» Source document:
------------------------------------------------------------------------
Making art is a deeply personal affair. Putting our soul on display by giving a voice to our creativity can put us at our most vulnerable, and vulnerability never fails to inspire fear, often stopping us dead in our tracks.
Likewise, I know of far too many artists and other creatives who view their work as self-serving, often tabling it in favor of other “obligations” -- family, friends, pets, bosses, colleagues...anyone but themselves.
I did this, putting my creativity on the backburner and neglecting my pull to paint, for far too long. Entire years went by without a brushstroke to be had, and dreams of spending weeks upon weeks in the European countryside and running my own artist retreats were abandoned in the name of responsibility, mostly to others.
Now, please don’t misunderstand: The people in my life are very important to me. My kids are my everything; my husband is my ultimate partner. My family, friends, and pets hold a very high regard in my life, and I know I’d be lost without them. I have no doubt you have those people and responsibilities that you’d never give up, as well.
But the mistake we make is in thinking that creativity and responsibility are mutually exclusive. If we are putting our creativity to work -- actually creating, that is -- we must not be responsible, right? If we are fulfilling our own creative desires and doing the work that is deeply personal to us, we must be neglecting the other people and things that need our attention, mustn't we?
This is where I beg you to pause. To pull back for a minute. To join me in a very important realization that changed the way I create and put painting back in the forefront of my life:
The world deserves your creativity.
------------------------------------------------------------------------
» Explore the material:
1 - Answer these questions from the essay on creativity and responsibility:
(a) What two dreams did the writer abandon in the name of responsibility?
(b) What does the writer call their husband?
(c) According to the final line, what does the world deserve?
2 - Retype the part of the essay on creativity and responsibility starting with "But the mistake" and going on through "deserves your creativity.".

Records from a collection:
------------------------------------------------------------------------
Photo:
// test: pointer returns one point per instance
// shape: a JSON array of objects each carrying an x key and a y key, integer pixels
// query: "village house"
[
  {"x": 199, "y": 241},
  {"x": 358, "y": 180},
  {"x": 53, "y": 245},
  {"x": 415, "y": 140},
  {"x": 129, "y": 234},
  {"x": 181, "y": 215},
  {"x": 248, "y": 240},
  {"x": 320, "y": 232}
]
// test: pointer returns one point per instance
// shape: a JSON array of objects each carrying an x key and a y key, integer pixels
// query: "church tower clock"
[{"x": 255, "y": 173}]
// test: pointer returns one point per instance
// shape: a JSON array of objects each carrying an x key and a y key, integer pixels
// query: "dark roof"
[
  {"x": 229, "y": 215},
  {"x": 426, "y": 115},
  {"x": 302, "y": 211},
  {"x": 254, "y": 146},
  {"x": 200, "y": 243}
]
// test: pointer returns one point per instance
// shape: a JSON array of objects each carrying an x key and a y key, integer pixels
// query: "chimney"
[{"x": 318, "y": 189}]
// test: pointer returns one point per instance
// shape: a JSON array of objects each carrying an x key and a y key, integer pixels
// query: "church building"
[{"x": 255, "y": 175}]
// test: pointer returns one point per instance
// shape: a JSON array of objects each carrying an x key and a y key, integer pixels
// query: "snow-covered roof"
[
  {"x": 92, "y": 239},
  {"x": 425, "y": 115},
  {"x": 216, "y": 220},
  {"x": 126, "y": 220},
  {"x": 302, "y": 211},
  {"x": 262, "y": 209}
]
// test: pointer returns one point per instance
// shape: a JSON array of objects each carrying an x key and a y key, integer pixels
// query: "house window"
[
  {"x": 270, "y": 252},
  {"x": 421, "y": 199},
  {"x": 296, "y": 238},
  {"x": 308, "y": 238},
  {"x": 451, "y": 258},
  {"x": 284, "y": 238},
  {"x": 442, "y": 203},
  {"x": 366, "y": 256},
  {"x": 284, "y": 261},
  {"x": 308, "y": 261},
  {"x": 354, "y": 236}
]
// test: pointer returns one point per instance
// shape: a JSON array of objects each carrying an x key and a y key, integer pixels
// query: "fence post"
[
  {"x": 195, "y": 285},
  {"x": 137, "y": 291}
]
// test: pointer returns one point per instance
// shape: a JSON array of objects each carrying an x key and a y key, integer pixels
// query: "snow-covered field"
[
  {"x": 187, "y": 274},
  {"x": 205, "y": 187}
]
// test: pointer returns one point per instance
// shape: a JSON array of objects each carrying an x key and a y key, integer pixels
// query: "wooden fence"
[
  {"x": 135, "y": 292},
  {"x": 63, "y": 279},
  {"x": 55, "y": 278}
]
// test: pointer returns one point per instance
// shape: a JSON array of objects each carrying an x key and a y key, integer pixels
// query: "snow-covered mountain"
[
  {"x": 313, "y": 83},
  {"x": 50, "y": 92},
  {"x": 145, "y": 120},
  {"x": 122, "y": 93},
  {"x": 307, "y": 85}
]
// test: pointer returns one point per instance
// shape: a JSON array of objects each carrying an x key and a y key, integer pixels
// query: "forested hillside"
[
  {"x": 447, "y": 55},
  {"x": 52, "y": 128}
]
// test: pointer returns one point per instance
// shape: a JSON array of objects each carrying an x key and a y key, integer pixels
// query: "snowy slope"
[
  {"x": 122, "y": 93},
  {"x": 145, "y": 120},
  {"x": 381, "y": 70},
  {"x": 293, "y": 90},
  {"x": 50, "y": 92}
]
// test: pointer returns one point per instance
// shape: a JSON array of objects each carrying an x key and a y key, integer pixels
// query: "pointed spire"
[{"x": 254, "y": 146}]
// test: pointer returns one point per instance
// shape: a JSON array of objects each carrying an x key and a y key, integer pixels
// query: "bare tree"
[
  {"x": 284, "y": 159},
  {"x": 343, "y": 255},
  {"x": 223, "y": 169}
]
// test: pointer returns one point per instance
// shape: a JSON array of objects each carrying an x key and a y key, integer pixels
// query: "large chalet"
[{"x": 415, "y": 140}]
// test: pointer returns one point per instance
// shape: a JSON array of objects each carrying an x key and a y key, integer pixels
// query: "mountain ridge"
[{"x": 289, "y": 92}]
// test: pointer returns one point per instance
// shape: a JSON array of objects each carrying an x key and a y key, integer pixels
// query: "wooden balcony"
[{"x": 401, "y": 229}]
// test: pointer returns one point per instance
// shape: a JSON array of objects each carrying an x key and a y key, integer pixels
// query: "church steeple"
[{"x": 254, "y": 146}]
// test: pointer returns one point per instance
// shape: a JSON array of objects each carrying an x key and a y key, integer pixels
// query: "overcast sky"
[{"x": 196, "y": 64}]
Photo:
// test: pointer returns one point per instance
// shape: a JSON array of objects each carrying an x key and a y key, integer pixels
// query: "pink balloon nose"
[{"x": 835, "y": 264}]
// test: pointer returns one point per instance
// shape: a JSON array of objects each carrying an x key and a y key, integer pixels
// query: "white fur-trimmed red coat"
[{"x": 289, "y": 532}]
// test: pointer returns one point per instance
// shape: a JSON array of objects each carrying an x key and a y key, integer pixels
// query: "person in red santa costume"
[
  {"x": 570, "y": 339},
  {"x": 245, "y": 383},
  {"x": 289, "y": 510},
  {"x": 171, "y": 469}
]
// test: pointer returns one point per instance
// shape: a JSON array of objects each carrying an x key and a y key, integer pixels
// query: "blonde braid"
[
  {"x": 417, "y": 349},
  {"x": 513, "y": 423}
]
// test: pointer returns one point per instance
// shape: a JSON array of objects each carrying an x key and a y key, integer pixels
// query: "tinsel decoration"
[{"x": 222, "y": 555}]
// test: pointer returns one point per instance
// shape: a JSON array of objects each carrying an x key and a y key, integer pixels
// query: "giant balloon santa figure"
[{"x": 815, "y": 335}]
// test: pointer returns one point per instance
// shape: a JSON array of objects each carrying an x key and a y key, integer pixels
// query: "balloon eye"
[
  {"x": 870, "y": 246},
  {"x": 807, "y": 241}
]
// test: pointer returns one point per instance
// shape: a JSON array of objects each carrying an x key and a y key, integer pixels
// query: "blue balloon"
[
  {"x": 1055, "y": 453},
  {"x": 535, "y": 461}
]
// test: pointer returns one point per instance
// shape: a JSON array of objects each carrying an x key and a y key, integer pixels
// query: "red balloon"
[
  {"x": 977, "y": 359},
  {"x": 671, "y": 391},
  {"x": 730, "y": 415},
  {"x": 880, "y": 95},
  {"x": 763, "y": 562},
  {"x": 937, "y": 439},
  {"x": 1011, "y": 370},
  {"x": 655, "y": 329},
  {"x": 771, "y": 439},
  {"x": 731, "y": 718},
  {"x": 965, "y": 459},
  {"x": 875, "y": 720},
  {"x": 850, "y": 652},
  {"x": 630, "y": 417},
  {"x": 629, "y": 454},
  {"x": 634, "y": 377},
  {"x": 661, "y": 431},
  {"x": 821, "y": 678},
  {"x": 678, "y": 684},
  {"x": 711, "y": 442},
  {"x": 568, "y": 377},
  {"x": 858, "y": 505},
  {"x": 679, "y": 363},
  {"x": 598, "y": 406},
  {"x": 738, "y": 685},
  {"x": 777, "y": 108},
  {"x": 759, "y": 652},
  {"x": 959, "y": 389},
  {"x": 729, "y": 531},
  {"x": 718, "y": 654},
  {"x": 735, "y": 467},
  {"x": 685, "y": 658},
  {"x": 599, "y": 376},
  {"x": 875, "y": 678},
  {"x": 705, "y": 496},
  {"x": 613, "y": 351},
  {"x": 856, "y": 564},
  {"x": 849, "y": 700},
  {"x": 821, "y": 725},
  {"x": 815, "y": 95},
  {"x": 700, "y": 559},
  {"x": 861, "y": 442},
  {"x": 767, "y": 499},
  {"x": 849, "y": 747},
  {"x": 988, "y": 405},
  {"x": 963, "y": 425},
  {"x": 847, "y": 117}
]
------------------------------------------------------------------------
» Outputs for the tasks:
1 -
(a) Spending weeks upon weeks in the European countryside and running their own artist retreats.
(b) Their ultimate partner.
(c) Your creativity.

2 -
But the mistake we make is in thinking that creativity and responsibility are mutually exclusive. If we are putting our creativity to work -- actually creating, that is -- we must not be responsible, right? If we are fulfilling our own creative desires and doing the work that is deeply personal to us, we must be neglecting the other people and things that need our attention, mustn't we?
This is where I beg you to pause. To pull back for a minute. To join me in a very important realization that changed the way I create and put painting back in the forefront of my life:
The world deserves your creativity.